#### EXERCÍCIO
Mostre cada linha dos itens abaixo em que aparece a palavra "water", respeitando maiúsculas e minúsculas.
── DADOS BRUTOS
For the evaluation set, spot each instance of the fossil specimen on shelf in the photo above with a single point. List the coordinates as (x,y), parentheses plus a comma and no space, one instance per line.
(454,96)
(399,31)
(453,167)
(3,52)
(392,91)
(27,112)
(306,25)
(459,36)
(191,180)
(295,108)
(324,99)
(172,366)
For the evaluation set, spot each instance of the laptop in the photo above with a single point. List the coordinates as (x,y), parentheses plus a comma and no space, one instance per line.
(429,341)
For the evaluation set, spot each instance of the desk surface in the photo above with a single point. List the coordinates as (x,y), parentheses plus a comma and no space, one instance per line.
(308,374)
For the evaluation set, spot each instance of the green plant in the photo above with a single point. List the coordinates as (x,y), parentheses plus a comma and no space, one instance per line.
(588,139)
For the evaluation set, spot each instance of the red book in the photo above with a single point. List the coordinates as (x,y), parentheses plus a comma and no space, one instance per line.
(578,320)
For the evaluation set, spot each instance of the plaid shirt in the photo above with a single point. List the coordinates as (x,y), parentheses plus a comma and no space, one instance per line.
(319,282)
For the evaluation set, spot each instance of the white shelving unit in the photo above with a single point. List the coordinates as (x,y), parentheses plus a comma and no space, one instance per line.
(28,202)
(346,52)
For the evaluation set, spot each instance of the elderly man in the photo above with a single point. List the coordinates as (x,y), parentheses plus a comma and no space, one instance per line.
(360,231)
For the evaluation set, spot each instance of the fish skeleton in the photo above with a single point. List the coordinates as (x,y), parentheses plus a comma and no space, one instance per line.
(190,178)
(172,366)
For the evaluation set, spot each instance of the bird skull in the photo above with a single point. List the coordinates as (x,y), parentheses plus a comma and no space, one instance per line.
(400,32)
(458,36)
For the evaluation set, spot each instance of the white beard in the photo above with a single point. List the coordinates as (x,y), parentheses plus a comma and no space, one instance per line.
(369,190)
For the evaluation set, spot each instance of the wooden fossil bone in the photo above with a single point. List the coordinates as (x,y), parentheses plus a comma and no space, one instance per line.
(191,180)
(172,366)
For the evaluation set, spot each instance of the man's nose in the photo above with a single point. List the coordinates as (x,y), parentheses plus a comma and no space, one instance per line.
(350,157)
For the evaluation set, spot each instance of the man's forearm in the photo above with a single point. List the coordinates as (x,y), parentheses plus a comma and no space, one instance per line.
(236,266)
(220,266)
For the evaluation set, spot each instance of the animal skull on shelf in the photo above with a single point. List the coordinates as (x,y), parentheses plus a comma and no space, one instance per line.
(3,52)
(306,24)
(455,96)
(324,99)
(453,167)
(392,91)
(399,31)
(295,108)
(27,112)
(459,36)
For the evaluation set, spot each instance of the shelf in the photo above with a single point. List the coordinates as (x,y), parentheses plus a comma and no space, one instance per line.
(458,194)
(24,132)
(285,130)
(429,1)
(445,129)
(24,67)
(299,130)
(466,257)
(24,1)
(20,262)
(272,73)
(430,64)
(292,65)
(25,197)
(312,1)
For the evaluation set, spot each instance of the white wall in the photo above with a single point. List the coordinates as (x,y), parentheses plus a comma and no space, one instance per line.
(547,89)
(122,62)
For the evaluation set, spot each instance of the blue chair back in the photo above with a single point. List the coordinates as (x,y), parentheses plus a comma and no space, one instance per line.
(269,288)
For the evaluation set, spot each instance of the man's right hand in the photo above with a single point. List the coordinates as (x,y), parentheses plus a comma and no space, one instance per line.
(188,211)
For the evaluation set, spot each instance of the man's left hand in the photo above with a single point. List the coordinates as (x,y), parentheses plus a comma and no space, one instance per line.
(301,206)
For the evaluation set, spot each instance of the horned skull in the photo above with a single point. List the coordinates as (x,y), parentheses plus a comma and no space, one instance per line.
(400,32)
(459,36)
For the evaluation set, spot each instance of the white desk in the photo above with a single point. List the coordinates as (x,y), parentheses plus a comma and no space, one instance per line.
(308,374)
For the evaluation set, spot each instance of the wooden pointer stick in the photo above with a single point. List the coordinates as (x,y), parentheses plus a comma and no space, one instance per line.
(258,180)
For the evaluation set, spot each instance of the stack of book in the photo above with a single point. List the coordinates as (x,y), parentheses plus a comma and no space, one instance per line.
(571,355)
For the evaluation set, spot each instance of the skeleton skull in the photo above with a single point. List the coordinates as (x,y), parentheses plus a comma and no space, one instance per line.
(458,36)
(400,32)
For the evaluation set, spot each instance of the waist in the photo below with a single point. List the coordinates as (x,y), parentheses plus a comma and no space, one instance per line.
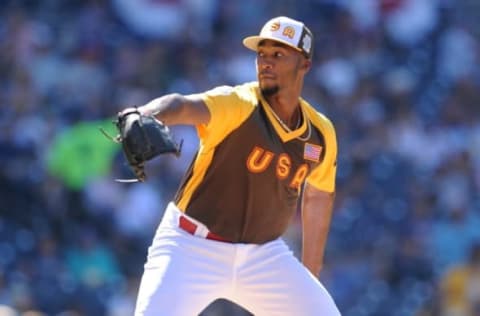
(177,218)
────
── DADOS BRUTOS
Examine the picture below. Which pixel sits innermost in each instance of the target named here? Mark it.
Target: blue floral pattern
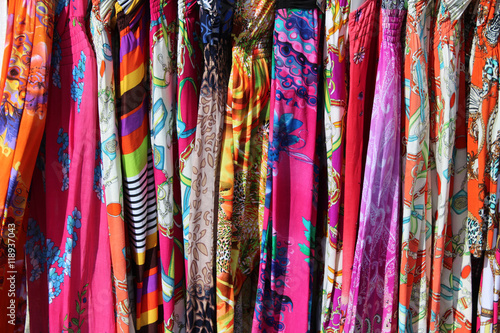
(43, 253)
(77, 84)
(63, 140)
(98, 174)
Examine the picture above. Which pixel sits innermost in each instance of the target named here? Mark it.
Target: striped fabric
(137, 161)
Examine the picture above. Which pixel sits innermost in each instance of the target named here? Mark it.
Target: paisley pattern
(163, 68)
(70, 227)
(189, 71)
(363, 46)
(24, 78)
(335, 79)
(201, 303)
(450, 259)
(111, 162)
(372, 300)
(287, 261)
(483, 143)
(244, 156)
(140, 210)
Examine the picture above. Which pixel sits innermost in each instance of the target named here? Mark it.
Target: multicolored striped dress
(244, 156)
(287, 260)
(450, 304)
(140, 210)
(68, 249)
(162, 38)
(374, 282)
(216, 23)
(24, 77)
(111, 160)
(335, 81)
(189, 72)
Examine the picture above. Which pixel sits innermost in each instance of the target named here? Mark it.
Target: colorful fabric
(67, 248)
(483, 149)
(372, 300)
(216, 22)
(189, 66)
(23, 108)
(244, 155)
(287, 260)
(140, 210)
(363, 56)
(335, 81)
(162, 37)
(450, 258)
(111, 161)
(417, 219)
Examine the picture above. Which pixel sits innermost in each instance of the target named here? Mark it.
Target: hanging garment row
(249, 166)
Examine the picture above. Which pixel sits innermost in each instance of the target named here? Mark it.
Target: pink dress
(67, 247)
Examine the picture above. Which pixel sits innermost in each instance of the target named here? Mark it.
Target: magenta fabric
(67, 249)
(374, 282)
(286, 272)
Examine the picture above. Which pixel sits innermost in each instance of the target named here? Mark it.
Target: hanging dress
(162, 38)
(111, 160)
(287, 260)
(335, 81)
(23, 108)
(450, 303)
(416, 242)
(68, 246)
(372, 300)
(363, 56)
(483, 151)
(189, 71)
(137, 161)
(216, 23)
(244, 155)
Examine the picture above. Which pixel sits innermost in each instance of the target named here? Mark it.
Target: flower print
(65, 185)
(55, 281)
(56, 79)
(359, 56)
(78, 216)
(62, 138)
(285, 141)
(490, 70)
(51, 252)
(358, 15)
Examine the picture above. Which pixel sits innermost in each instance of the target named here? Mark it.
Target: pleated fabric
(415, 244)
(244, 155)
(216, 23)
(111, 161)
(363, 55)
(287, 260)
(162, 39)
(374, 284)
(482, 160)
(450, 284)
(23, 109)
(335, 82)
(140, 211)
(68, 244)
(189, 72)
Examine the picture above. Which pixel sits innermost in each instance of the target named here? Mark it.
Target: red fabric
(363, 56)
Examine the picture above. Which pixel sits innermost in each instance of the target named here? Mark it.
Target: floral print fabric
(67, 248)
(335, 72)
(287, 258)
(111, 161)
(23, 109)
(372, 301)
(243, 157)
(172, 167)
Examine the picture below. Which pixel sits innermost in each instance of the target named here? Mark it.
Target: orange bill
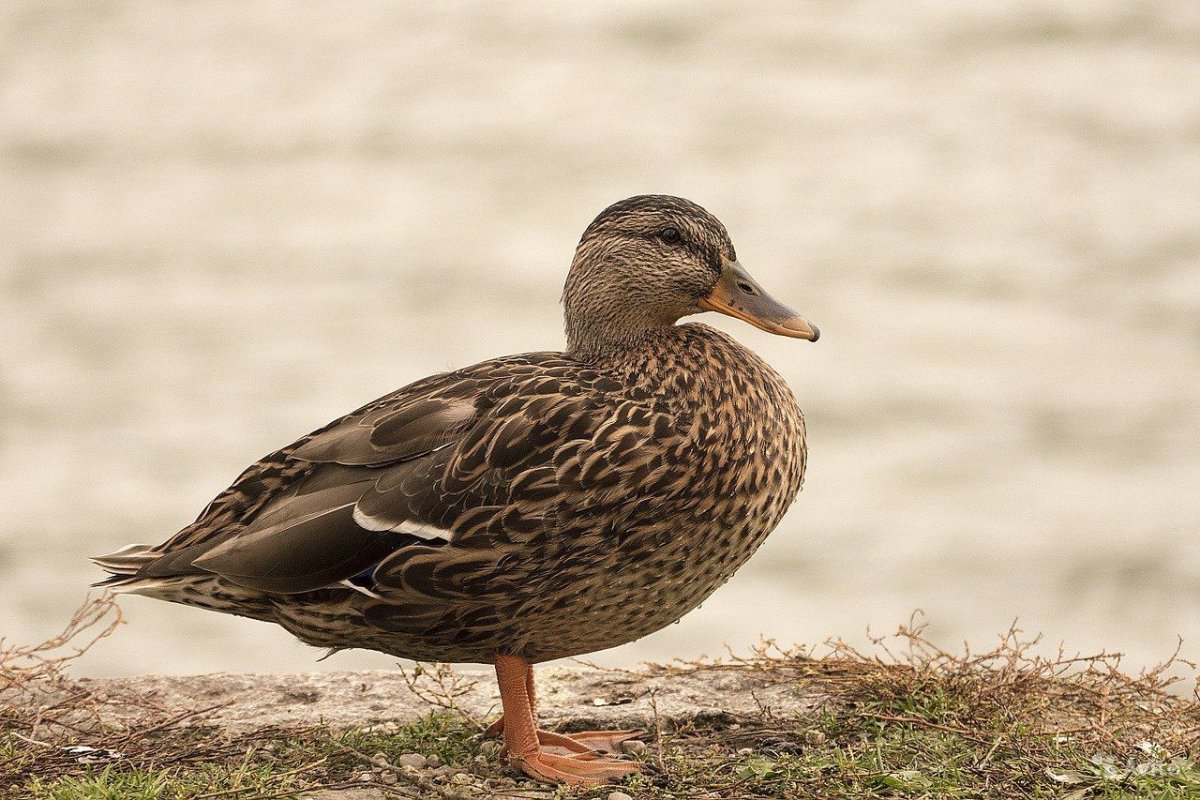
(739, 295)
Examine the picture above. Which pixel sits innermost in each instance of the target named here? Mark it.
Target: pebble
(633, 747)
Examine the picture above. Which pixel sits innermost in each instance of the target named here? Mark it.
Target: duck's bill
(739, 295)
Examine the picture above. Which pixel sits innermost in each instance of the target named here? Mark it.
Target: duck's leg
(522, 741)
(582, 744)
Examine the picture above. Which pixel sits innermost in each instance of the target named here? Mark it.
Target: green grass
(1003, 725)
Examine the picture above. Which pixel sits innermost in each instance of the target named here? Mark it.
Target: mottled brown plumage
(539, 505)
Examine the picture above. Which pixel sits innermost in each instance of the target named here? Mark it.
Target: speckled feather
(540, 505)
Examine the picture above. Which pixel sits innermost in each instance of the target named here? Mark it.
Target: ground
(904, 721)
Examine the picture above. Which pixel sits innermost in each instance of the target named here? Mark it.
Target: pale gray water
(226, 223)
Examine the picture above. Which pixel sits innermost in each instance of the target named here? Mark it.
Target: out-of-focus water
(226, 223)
────
── DADOS BRUTOS
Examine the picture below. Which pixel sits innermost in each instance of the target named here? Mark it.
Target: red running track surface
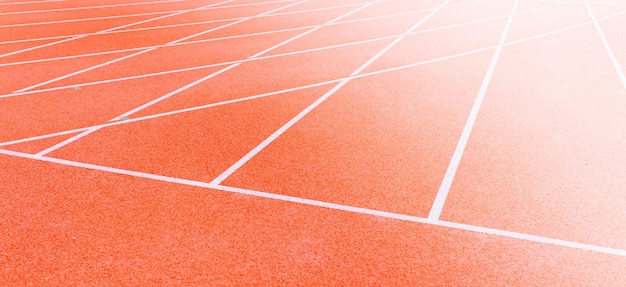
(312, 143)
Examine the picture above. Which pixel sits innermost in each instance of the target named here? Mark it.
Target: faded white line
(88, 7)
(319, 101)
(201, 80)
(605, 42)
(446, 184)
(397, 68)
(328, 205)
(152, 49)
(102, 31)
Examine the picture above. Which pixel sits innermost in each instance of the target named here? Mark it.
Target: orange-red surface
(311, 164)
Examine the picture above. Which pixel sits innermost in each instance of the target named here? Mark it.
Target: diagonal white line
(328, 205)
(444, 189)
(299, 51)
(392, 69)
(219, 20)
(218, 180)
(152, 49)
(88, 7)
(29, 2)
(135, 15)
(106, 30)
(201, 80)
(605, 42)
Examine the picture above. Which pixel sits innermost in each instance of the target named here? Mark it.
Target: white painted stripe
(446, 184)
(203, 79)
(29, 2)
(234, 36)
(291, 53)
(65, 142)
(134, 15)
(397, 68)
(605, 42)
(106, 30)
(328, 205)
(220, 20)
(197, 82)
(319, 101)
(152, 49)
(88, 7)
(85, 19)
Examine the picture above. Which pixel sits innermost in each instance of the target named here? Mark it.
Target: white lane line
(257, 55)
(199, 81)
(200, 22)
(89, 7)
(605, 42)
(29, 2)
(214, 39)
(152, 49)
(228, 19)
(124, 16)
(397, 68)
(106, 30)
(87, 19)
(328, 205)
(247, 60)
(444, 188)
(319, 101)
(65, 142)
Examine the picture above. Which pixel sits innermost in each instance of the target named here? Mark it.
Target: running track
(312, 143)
────
#### RESPOSTA
Target: pale gray water
Target: out-of-focus water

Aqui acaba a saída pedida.